Exercise task — Recast the lines below as a JSON list of strings, one string per line, leaving out any blank lines.

### Records shown ###

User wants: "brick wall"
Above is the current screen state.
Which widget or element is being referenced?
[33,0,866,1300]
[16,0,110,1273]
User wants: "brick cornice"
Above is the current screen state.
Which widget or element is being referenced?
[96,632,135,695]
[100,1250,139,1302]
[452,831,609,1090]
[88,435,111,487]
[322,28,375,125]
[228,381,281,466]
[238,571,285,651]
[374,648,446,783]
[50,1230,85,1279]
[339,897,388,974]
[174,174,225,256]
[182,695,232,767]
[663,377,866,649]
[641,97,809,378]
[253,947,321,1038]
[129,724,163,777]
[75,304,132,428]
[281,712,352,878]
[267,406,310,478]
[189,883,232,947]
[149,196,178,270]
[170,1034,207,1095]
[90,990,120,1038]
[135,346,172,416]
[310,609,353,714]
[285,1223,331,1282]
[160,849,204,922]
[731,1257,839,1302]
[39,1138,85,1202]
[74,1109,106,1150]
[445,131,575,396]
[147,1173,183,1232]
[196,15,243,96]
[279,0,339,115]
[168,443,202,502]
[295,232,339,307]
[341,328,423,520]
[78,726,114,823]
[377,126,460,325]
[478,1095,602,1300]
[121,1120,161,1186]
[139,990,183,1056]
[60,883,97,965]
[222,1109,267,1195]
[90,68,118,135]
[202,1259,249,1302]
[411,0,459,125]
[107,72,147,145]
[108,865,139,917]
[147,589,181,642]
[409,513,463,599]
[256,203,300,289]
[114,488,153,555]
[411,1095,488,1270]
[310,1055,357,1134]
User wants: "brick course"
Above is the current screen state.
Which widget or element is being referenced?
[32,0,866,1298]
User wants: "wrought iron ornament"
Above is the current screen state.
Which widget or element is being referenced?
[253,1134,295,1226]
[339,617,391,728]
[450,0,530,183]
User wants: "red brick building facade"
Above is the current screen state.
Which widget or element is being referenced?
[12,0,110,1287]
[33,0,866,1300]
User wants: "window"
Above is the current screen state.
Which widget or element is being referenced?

###

Task result —
[
  "User wants: \"brick wall\"",
  "Above is the current screen state.",
  "Which widget or element is being referenced?",
  "[33,0,866,1300]",
  "[16,0,110,1273]",
  "User wants: \"brick cornice\"",
  "Above is the current screen state.",
  "Which widget or element is being referenced?",
  "[96,632,135,695]",
  "[100,1250,139,1302]",
  "[452,831,609,1090]",
  "[88,435,111,487]",
  "[322,28,375,125]",
  "[228,381,281,466]",
  "[238,571,285,651]",
  "[374,648,446,783]",
  "[50,1230,85,1279]",
  "[339,897,388,974]",
  "[174,174,225,256]",
  "[182,695,232,767]",
  "[663,377,866,649]",
  "[641,97,809,378]",
  "[253,947,321,1038]",
  "[129,724,163,777]",
  "[75,304,132,428]",
  "[281,712,352,878]",
  "[267,406,310,478]",
  "[189,883,232,947]",
  "[149,196,178,270]",
  "[170,1034,207,1095]",
  "[90,990,120,1038]",
  "[135,346,172,416]",
  "[310,609,353,714]",
  "[285,1223,331,1282]",
  "[160,849,204,922]",
  "[731,1257,839,1302]",
  "[39,1138,85,1202]",
  "[74,1109,106,1150]",
  "[445,131,575,396]",
  "[147,1173,183,1232]",
  "[196,15,243,96]",
  "[279,0,339,115]",
  "[168,443,202,502]",
  "[295,232,339,307]",
  "[341,328,423,520]",
  "[78,726,114,823]",
  "[377,126,460,325]",
  "[478,1095,602,1300]",
  "[121,1120,161,1186]",
  "[139,990,183,1056]",
  "[60,883,97,965]",
  "[222,1109,267,1195]",
  "[90,68,118,135]",
  "[202,1259,249,1302]",
  "[411,0,459,125]",
  "[107,72,147,145]",
  "[108,865,139,917]",
  "[147,589,181,642]",
  "[409,513,463,599]",
  "[256,203,300,289]",
  "[114,488,153,555]",
  "[411,1095,488,1270]",
  "[310,1055,357,1134]",
  "User wants: \"brick course\"",
  "Above is the current screen state.",
  "Which widget or element is being referenced?",
  "[32,0,866,1298]",
  "User wants: \"wrought iron ornament\"",
  "Above is the current screen state.",
  "Which widget or element is being referenced?",
  "[253,1134,295,1226]",
  "[339,617,391,728]",
  "[450,0,530,183]",
  "User wants: \"red brick building facade\"",
  "Above is the current screen state.",
  "Which widget or element is being referenced?",
  "[12,0,110,1287]",
  "[33,0,866,1300]",
  "User wants: \"window\"",
  "Above is the current screen state.",
  "Which widget or element is being referenced?"
]